● HOW TO COMPLETE THIS TASK: Everything in the listing below from the line containing "Practice step: identify the orange" through the line containing "Practice step: identify the varnished" must be repeated exactly; the remaining lines are not wanted.

● RECORD EXTRACTS:
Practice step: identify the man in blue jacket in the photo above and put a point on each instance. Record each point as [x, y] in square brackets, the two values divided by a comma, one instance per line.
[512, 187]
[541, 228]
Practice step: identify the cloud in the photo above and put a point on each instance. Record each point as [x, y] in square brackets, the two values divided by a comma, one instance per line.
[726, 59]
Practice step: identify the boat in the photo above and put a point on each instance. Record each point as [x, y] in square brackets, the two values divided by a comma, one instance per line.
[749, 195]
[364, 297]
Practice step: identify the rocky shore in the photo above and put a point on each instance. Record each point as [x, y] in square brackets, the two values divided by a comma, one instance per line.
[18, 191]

==

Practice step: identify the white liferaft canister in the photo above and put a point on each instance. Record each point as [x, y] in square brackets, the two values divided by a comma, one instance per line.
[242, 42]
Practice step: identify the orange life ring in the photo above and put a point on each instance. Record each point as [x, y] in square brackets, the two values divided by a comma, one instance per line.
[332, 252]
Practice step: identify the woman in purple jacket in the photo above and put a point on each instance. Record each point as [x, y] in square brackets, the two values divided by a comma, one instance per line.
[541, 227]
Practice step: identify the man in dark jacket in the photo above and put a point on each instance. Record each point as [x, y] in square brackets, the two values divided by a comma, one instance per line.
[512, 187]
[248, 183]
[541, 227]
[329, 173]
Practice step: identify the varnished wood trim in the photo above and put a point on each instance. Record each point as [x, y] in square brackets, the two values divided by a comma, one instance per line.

● RESPONSE BELOW:
Practice step: identify the orange life ring in the photo above and put a point on each instance. Record each point as [x, y] in square brackets, the two values divided by a comma, one instance per line.
[332, 252]
Practice step: identify the woman in purple jacket in the photo above and put a point on each instance. Record each point as [x, y] in square brackets, the two values divided by a comma, one instance per line.
[541, 227]
Practice step: identify the man in dark jacket in the photo above and put a point on each instance. Record each point as [x, y] in square brackets, the two values divided by a comma, one instance per line.
[512, 187]
[248, 183]
[541, 227]
[329, 173]
Practice step: identify the varnished wood trim in the photo above and put a point on each instance. Record each point as [x, y] in square brackets, the two values divided by a comma, one instance per line.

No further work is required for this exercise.